PAGE EXTRACT Start Marker

A therapeutic cancer vaccine being co-developed by the Ludwig Institute for Cancer Research (LICR) and the Australian biotechnology company CSL Limited successfully induced a comprehensive immune response in patients and appeared to delay cancer recurrence, according to a paper published today in the scientific journal, Proceedings of the National Academy of Sciences USA.
The study treated 46 patients, most with melanoma, with three monthly doses of the NY-ESO-1/ISCOMATRIXTM vaccine following surgical removal of the tumor. The vaccine combines a cancer-specific protein, the NY-ESO-1 antigen, with an immune stimulant, the ISCOMATRIXTM adjuvant, from CSL Ltd. In the study, some patients received different doses of the NY-ESO-1/ISCOMATRIXTM vaccine, some received the NY-ESO-1 protein without the ISCOMATRIXTM complex, and some received an inactive placebo. Detailed studies of the patients’ immune responses revealed that the NY-ESO-1/ISCOMATRIXTM vaccine, in contrast to vaccination with the placebo, induced the production of antibodies, and CD8 and CD4 T cells that target the NY-ESO-1 antigen. Vaccination with the NY-ESO-1 protein alone induced fewer responses than the NY-ESO-1/ISCOMATRIXTM vaccine.

PAGE EXTRACT End Marker
SUPPLIED DATA Start Marker

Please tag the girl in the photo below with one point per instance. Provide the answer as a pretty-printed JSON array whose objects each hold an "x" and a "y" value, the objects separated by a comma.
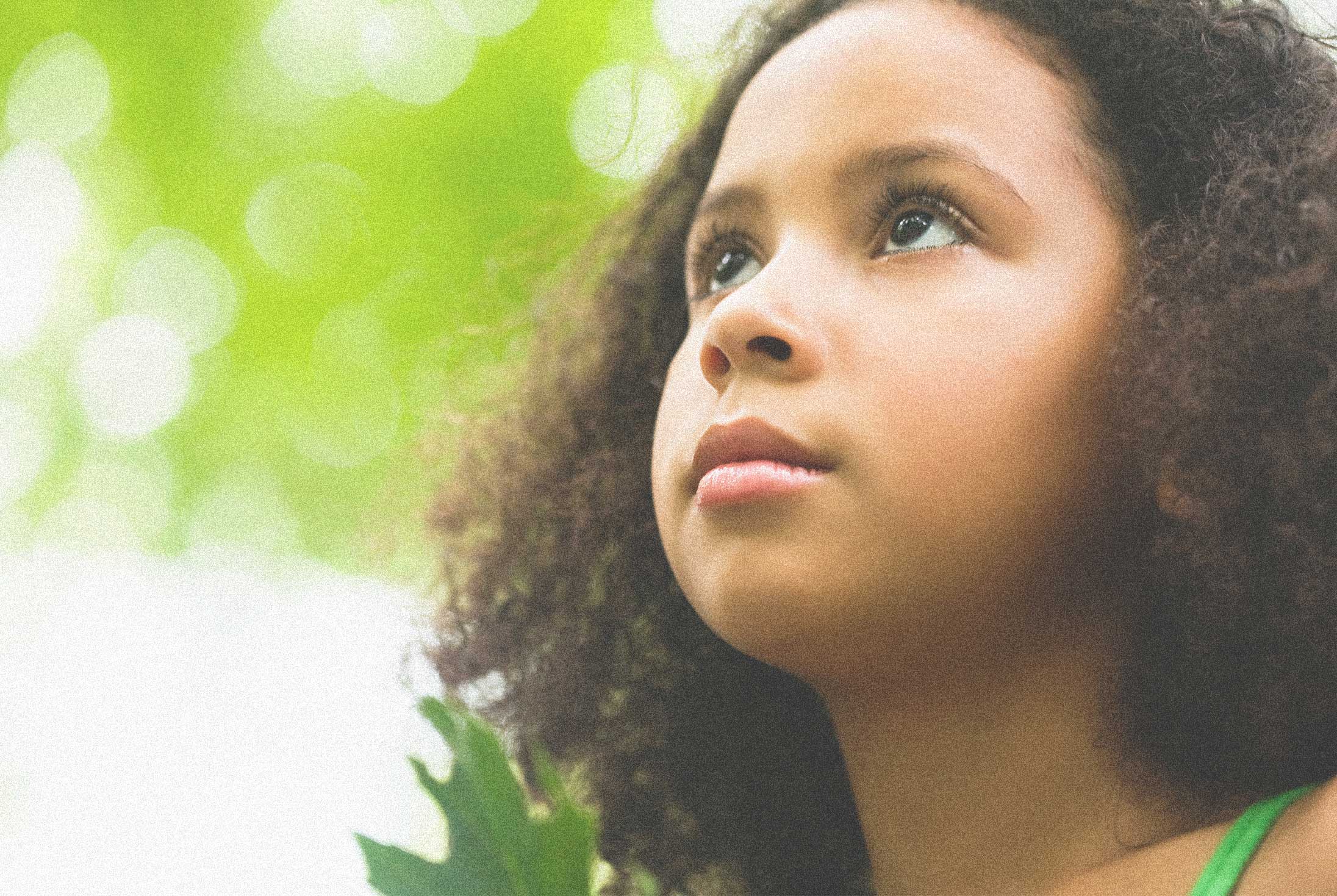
[{"x": 927, "y": 483}]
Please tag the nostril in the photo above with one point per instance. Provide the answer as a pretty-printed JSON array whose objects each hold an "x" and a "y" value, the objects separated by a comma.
[{"x": 778, "y": 349}]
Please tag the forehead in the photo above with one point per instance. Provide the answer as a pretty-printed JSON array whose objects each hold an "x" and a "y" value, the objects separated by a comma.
[{"x": 901, "y": 71}]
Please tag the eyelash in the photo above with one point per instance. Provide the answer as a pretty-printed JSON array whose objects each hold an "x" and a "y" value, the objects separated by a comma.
[{"x": 930, "y": 195}]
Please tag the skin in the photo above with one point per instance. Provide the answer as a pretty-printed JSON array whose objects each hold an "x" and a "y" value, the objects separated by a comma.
[{"x": 930, "y": 586}]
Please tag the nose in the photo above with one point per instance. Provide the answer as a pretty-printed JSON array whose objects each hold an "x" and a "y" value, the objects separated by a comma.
[{"x": 760, "y": 335}]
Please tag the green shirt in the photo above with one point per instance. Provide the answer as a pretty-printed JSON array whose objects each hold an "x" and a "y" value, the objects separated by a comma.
[{"x": 1241, "y": 843}]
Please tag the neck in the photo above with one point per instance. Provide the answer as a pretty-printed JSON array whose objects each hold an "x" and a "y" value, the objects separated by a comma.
[{"x": 973, "y": 780}]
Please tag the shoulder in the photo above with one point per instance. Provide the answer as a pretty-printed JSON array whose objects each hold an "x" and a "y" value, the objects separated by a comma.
[
  {"x": 1297, "y": 856},
  {"x": 1300, "y": 853}
]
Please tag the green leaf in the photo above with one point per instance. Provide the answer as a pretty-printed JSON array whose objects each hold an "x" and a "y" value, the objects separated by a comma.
[{"x": 493, "y": 847}]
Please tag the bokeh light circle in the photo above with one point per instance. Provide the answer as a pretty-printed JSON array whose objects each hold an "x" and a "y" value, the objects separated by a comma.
[
  {"x": 24, "y": 448},
  {"x": 315, "y": 43},
  {"x": 305, "y": 221},
  {"x": 694, "y": 31},
  {"x": 412, "y": 55},
  {"x": 59, "y": 94},
  {"x": 42, "y": 218},
  {"x": 486, "y": 18},
  {"x": 131, "y": 375},
  {"x": 623, "y": 120},
  {"x": 170, "y": 274}
]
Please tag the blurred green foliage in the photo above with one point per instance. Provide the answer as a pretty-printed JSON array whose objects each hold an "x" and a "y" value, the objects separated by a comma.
[
  {"x": 383, "y": 256},
  {"x": 496, "y": 843}
]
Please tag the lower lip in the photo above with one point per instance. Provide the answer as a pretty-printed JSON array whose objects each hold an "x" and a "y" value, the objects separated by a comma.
[{"x": 753, "y": 481}]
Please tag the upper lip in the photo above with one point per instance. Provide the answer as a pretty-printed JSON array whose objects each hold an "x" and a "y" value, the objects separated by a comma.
[{"x": 752, "y": 439}]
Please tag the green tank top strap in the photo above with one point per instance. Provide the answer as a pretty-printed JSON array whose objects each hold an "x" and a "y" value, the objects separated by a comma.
[{"x": 1241, "y": 842}]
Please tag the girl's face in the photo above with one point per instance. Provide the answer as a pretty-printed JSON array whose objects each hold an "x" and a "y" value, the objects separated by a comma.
[{"x": 947, "y": 355}]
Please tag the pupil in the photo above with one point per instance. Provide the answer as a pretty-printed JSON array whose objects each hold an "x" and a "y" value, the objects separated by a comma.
[
  {"x": 725, "y": 264},
  {"x": 912, "y": 226}
]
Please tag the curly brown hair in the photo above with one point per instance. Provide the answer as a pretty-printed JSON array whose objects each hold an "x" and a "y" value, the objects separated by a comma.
[{"x": 1213, "y": 129}]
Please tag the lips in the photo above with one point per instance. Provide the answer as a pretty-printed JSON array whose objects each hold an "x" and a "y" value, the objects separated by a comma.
[{"x": 753, "y": 439}]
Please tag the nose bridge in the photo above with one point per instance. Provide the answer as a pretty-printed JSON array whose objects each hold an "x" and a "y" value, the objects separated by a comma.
[{"x": 769, "y": 325}]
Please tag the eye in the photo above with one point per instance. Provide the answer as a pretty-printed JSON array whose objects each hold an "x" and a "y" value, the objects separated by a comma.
[
  {"x": 930, "y": 217},
  {"x": 928, "y": 220},
  {"x": 720, "y": 257}
]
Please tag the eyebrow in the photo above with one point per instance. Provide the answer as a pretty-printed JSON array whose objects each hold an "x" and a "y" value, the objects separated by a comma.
[{"x": 871, "y": 161}]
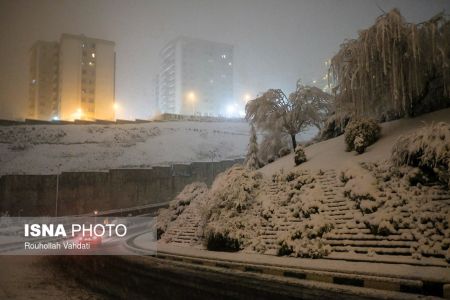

SUPPLIED DATA End Marker

### WHAT TO DO
- A) In the vaccine report, what two parts make up the NY-ESO-1/ISCOMATRIXTM vaccine, and what does each part contribute? Answer in one to three sentences.
- B) Repeat everything in the vaccine report from "A therapeutic cancer" down to "of Sciences USA.".

### ANSWERS TO EACH TASK
- A) The vaccine combines the NY-ESO-1 antigen, a cancer-specific protein, with the ISCOMATRIXTM adjuvant from CSL Ltd, which acts as an immune stimulant. In the study, the NY-ESO-1 protein given alone induced fewer responses than the combined vaccine.

- B)
A therapeutic cancer vaccine being co-developed by the Ludwig Institute for Cancer Research (LICR) and the Australian biotechnology company CSL Limited successfully induced a comprehensive immune response in patients and appeared to delay cancer recurrence, according to a paper published today in the scientific journal, Proceedings of the National Academy of Sciences USA.